▶ PROBLEM TO SOLVE
Print the records below exactly as they appear.
AVAILABLE DATA section start
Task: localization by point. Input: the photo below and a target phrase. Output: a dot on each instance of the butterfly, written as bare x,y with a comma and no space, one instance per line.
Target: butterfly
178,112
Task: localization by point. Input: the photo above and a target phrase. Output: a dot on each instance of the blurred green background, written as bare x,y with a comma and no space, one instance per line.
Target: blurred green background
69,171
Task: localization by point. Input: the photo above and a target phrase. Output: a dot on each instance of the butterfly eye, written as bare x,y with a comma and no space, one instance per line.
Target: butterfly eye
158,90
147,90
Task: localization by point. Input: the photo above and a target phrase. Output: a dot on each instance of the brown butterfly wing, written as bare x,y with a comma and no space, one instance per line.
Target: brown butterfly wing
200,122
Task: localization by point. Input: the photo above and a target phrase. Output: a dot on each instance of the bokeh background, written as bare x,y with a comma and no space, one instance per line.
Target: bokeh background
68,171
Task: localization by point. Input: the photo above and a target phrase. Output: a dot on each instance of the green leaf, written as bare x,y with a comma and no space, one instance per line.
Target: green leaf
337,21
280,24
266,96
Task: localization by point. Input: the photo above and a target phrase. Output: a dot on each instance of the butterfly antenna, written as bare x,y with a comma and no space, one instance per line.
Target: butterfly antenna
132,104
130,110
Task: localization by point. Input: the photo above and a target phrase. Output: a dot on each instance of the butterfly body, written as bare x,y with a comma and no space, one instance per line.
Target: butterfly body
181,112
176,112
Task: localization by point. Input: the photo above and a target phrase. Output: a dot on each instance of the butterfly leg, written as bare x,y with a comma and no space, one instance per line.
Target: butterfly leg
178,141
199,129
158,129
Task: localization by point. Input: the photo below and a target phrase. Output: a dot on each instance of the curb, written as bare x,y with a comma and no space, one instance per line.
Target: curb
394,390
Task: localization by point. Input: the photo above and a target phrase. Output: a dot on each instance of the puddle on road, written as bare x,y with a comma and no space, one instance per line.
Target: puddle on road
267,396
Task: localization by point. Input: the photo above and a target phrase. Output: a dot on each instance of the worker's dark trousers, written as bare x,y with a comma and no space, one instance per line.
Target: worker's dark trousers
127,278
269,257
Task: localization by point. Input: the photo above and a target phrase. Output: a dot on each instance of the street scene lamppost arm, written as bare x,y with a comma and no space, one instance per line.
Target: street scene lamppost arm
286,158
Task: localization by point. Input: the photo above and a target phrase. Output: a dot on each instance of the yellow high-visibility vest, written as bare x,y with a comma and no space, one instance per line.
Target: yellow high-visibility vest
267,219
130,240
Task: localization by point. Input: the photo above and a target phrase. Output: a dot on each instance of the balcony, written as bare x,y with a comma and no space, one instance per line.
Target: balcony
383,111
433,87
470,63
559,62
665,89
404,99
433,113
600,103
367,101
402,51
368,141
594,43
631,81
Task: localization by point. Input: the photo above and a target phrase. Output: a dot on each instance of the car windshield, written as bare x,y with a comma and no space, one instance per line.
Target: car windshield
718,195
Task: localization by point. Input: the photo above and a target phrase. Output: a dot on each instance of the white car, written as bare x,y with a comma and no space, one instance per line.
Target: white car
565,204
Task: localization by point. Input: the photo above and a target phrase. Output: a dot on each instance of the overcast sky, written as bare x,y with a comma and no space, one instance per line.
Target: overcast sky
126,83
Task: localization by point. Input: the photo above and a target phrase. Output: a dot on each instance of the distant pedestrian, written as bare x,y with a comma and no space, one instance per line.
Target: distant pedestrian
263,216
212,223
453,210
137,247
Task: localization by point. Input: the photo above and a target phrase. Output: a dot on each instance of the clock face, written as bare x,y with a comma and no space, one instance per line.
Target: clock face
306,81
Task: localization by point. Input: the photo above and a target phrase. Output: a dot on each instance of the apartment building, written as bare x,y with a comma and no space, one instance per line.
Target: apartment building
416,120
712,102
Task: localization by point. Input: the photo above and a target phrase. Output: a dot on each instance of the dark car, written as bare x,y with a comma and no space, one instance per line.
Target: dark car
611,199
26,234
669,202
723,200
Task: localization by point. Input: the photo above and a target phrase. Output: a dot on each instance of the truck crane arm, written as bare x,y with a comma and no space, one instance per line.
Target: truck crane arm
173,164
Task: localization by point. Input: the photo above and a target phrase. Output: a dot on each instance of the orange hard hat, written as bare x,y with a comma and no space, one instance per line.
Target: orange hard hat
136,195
AVAILABLE DATA section end
▶ ANSWER TO THIS EXERCISE
Task: localization by point. Input: the photo below and a target phrase. Output: a dot on each instance of the butterfly, written as bare x,y with a comma and no space, one instance per line.
Target: butterfly
178,112
Task: localization by point. Input: the photo above and a target phrase. Output: a dot on each instance of the blurred green background, written as bare x,y with a comma and no space, one instance per line.
Target: blurred green background
69,171
Task: localization by point. Input: the photo above and a target phrase. Output: a dot on each instance of the butterfly eye, written as bare x,y with a comma and no space, one instance per line.
Target: butterfly eye
158,90
147,90
Task: localization by point. Input: the photo above and a target phrase. Output: a dot on each instance of the brown butterfly wing, written as bare x,y with a comma and no space, one instance per line.
Target: brown butterfly wing
200,122
Task: localization by point. Input: the photo above and a target phrase. Output: a dot on each instance of the bokeh background, written as bare x,y with a comma and no space, one instance per line.
Target: bokeh background
68,171
Task: localization by point. Input: the photo above and a target phrase. Output: a dot on each instance of the green leaf, written as bare x,y with a comma and no space, one instance per line.
Target: green leaf
337,21
280,24
266,96
Task: localization by point. Input: the photo above and a target phrase. Output: a dot on each instance of the butterfly antenna, written as bare x,y with a comma and no space, one instance per line.
Target: butterfly antenna
132,104
130,110
Task: localization by point. Input: the photo above and a target phrase. Output: a dot on each instance of the butterfly body, written as bare x,y with a comma and no space, one instance per line.
Target: butterfly body
181,112
176,112
Task: localization by point. Input: the photo above and a target phrase. Output: a dot on each instance of the butterfly leg, written as bare x,y with a comma and no space, one instance per line.
Target: butterfly leg
178,141
199,129
158,129
Task: localization by point. Input: the photo below and a target phrase. Output: a dot on each instance of the curb, written as bare x,y with a comma and no space, one instance per line.
Target: curb
394,390
Task: localization by point. Input: the photo above and a target phrase. Output: a dot on each instance of the puddle on road, written as bare x,y with a comma and no space, one instance per line.
Target: puddle on road
267,396
Task: localization by point. Input: the photo above and a target phrase. Output: a dot on each instance of the worker's dark trousers, written as bare x,y with a comma and no space, one instance per line.
Target: worker's dark trousers
127,278
269,257
Task: localization by point. Input: the photo above and a target phrase. Output: a dot on each instance of the street scene lamppost arm, written as bare x,y with a comma and no space, one instance per line.
Target: street scene lamppost arm
286,158
Task: localization by point. Input: the photo above and a target phrase. Output: a dot on each instance of the yellow high-visibility vest, written as bare x,y with a comma and no space, one instance per line.
Target: yellow high-visibility vest
267,219
130,240
Task: localization by point. Input: the photo above and a target phrase. Output: a dot on each instance of the balcony, written as bare x,y with a comma and no space, one instance per line.
Target: balcony
383,111
433,87
470,63
559,62
665,89
404,99
433,113
600,103
367,101
402,51
368,141
594,43
631,81
Task: localization by point. Input: the photo above and a target phrase. Output: a dot on each instance of the car windshield, written as bare x,y with a comma and no space, one instance per line.
Target: car windshield
718,195
Task: localization by point. Input: the photo above and a target phrase. Output: a dot on each instance of the white car, written as bare x,y with a comma and no space, one instance per line.
Target: white car
565,204
Task: localization by point. Input: the photo above and a target phrase. Output: a dot on each instance of the overcast sky, written as bare x,y with a comma and no space, one instance per line.
Target: overcast sky
126,83
Task: localization by point. Input: the photo above and a target phrase. Output: a dot on each instance of the distant pedestrian, written as bare x,y with a comma and no space, one instance per line.
Target: distant pedestrian
263,216
212,223
453,210
137,247
Task: localization by point. Input: the photo above and a target phrase. Output: a dot on each instance of the clock face, written as bare x,y with a comma and no space, one instance per line.
Target: clock face
306,81
Task: localization by point. Input: the photo above and a target phrase. Output: a dot on each instance of the apartment building, written as bare x,y with a comma and no space, one instance per line.
Target: apartment building
416,120
712,102
Task: localization by point. Input: the photo above and a target phrase. Output: a dot on each instance of the dark car, written as bare x,y with a comma and no space, one instance per line.
Target: dark car
611,199
26,234
669,202
723,200
Task: localization by point. Input: the photo above and a target phrase. Output: a dot on each instance of the truck crane arm, written as bare x,y with a comma and no space, one instance per line.
Target: truck crane arm
173,164
Task: localization by point. Input: the photo above and a target phrase. Output: a dot on each instance of the orange hard hat, written as bare x,y with a comma and no space, one instance per line.
Target: orange hard hat
136,195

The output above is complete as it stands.